Page text -

Beyond Black & White

BEYOND BLACK & WHITE

Rev. John T. Crestwell, Jr.

http://dmuuc.libsyn.com

This reading I’m going to share are the words of Frances Ellen Watkins Harper— Unitarian, abolitionist, feminist, poet, author—just an amazing African American women in the 1800s.  This reading is from her speech titled, “We Are All Bound up Together,” given before the Eleventh National Women’s Rights Convention held in New York in 1866.

“We are all bound up together in one great bundle of humanity, and society cannot trample on the weakest and feeblest of its members without receiving the curse in its own soul. You tried that in the case of the Negro.  You pressed him down for two centuries; and in so doing you crippled the moral strength and paralyzed the spiritual energies of the white men of the country.  When the hands of the black were fettered, white men were deprived of the liberty of speech and the freedom of the press.  Society cannot afford to neglect the enlightenment of any class of its members. At the South, the legislation of the country was in behalf of the rich slaveholders, while the poor white man was neglected.  What is the consequence today?  From that very class of neglected poor white men, comes the man who stands today with his hand upon the helm of the nation.  He fails to catch the watchword of the hour, and throws himself, the incarnation of meanness, across the pathway of the nation.  My objection to [President] Andrew Johnson is not that he has been a poor white man; my objection is that he keeps “poor WHITS” all the way through.  That is the trouble with him…  The grand and glorious revolution which has commenced, will fail to reach its climax of success, until throughout the length and breadth of the American Republic, the nation shall be so color-blind, as to know no man by the color of his skin or the curl of his hair. It will then have no privileged class, trampling upon and outraging the unprivileged classes, but will be then one great privileged nation, whose privilege will be to produce the loftiest manhood and womanhood that humanity can attain.”

Supplied records -
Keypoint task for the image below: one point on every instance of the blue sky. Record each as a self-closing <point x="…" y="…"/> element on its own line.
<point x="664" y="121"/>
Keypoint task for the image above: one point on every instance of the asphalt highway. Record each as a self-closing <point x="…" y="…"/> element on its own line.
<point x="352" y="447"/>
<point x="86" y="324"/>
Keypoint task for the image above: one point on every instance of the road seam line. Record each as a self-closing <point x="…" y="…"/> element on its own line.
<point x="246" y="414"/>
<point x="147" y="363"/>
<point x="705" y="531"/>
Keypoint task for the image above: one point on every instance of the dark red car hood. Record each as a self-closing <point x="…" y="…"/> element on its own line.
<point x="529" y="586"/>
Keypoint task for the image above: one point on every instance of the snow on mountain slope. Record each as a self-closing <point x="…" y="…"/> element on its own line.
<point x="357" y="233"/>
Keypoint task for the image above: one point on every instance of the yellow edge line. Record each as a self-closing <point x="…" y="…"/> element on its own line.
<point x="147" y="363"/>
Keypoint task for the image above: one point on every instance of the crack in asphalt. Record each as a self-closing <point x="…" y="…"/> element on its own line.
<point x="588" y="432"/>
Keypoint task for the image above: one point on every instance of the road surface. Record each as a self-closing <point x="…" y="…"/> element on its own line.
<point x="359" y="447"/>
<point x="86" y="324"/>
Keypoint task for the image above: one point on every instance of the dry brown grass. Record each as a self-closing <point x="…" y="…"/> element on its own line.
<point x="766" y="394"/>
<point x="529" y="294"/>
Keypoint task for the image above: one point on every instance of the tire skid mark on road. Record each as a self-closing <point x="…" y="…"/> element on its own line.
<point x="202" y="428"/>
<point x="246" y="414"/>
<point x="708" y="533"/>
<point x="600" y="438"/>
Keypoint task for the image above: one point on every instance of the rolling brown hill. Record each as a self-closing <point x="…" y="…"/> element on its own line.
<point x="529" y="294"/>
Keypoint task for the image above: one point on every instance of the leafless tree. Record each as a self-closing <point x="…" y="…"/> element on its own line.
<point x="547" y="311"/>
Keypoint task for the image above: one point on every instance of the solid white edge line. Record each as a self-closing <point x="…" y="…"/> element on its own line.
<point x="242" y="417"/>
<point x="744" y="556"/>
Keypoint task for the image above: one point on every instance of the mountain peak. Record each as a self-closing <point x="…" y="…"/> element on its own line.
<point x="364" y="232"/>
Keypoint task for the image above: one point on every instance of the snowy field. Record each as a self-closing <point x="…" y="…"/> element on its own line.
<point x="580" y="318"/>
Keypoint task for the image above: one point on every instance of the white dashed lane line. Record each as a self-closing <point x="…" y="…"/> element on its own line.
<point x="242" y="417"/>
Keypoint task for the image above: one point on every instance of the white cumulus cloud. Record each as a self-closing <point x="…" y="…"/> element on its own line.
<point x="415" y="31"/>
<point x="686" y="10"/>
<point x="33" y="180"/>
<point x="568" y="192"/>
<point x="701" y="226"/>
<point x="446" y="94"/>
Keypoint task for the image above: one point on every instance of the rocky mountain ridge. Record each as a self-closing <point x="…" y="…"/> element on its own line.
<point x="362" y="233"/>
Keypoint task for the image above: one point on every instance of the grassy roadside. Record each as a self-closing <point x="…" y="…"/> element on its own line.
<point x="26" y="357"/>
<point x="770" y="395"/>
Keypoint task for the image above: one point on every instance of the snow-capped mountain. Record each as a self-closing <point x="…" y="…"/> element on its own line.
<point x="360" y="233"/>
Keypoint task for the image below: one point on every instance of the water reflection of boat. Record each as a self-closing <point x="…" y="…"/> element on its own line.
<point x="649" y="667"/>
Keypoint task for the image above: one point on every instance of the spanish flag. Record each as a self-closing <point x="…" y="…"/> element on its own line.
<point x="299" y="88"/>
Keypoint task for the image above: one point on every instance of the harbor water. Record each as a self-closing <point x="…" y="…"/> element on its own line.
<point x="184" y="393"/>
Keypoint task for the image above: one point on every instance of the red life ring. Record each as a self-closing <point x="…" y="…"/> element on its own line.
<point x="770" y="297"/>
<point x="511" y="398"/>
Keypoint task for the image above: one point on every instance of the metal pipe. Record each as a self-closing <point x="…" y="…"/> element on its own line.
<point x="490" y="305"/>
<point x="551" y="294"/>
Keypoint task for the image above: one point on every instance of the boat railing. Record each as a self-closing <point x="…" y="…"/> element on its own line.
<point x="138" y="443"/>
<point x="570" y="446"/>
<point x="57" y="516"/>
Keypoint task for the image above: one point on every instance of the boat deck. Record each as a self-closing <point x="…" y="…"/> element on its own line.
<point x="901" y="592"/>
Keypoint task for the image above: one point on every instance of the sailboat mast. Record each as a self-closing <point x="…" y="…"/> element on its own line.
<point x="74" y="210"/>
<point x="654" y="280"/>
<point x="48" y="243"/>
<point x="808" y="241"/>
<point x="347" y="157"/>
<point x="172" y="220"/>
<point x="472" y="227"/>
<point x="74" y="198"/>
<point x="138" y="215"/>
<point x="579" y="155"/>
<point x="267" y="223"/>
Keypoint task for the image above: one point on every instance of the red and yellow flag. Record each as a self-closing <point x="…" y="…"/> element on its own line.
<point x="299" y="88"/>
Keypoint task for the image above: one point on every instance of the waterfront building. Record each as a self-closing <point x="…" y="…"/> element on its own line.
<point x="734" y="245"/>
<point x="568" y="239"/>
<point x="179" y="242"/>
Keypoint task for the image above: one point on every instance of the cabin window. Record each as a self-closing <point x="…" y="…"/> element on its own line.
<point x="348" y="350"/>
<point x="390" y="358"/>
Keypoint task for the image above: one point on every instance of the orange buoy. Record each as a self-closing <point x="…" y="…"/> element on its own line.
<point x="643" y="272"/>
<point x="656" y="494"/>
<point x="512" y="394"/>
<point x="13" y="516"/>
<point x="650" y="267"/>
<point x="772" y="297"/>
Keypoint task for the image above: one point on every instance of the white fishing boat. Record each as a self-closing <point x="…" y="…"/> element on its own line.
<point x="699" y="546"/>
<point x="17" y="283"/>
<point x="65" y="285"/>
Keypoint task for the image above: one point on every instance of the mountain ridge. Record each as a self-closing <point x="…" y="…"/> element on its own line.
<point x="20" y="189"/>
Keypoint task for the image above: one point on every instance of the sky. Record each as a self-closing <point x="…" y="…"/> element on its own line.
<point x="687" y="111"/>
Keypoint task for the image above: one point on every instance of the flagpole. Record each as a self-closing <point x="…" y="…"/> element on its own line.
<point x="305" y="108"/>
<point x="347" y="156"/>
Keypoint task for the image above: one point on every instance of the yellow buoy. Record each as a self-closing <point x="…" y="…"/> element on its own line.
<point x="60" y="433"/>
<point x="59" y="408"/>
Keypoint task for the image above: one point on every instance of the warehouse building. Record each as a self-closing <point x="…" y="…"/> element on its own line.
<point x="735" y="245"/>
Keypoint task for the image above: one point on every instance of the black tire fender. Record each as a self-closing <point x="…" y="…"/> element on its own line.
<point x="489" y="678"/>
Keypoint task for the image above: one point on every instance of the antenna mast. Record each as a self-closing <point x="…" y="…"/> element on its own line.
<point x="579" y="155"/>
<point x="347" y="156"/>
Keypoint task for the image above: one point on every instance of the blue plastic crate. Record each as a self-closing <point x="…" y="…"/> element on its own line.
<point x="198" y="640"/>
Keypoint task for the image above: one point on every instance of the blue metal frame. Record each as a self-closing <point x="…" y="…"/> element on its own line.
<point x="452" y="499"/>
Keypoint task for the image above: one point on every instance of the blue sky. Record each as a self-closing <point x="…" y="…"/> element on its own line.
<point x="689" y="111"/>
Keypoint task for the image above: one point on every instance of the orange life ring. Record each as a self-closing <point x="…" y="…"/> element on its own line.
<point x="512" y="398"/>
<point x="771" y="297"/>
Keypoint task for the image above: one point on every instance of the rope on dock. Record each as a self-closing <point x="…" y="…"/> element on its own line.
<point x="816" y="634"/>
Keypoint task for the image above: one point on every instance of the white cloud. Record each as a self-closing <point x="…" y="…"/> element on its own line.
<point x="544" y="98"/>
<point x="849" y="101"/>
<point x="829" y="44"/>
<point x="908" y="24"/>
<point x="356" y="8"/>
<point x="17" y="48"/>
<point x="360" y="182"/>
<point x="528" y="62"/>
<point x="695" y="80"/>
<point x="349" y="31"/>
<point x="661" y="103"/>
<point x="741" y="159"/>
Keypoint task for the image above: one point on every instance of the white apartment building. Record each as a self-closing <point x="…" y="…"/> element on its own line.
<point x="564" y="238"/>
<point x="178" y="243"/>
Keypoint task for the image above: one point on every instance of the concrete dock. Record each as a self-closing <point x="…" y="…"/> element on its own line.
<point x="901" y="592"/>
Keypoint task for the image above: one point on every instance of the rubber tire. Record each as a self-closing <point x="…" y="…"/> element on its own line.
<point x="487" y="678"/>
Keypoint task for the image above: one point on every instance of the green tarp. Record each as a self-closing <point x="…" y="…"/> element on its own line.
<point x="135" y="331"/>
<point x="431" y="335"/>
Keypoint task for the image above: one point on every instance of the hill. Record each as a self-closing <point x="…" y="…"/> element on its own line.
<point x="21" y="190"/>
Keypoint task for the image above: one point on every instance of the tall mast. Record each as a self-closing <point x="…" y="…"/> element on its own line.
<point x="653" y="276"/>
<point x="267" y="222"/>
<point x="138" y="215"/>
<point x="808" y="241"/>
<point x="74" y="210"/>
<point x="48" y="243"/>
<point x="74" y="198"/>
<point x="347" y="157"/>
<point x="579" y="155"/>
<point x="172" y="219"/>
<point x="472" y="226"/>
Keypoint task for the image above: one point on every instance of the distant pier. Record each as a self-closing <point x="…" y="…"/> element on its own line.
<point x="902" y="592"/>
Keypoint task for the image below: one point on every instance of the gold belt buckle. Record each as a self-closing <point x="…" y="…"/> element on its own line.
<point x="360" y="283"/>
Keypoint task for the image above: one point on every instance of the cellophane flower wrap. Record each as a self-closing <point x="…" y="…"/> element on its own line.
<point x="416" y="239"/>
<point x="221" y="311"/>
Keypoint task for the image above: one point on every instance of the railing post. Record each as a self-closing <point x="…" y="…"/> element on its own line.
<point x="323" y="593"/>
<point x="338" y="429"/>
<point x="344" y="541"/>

Tasks -
A – Reproduce the portion of the Beyond Black & White text that begins at the words "This reading I’m" and stops after "York in 1866.".
B – Write the next part of the Beyond Black & White text, picking up after its final sentence.
The rows play no part in this work.

The replies -
A –
This reading I’m going to share are the words of Frances Ellen Watkins Harper— Unitarian, abolitionist, feminist, poet, author—just an amazing African American women in the 1800s.  This reading is from her speech titled, “We Are All Bound up Together,” given before the Eleventh National Women’s Rights Convention held in New York in 1866.

B –
I want to attempt to tackle a difficult subject with a few things I’ve been thinking about over the last year as I’ve watched this nation prepare for a new president.  The issues of class, race, gender-equality, among other issues, have re-emerged as hot button issues worthy of discussion.

As you can tell from the reading, Frances Harper was a powerful speaker, an influential woman in her time.  She gave this speech just after the Civil War, and there were other notable Unitarians in attendance—Elizabeth Cady Stanton, Susan B. Anthony, and Lucretia Mott, to name a few…  This was a woman’s suffrage meeting and the best and brightest were represented.

However, at this time in history, America was torn and broken.  The southern and northern tension was obvious.  Lincoln was dead and the Reconstruction was underway but would soon be slowed to a halt by the Johnson administration, which also put back in the legislature the same slave-holding leaders that led the southern succession.  Harper’s words were meant to be forward-thinking and hopeful that this nation could rise up and see that its destiny was ‘tied together inextricably’ and that we rise or fall together.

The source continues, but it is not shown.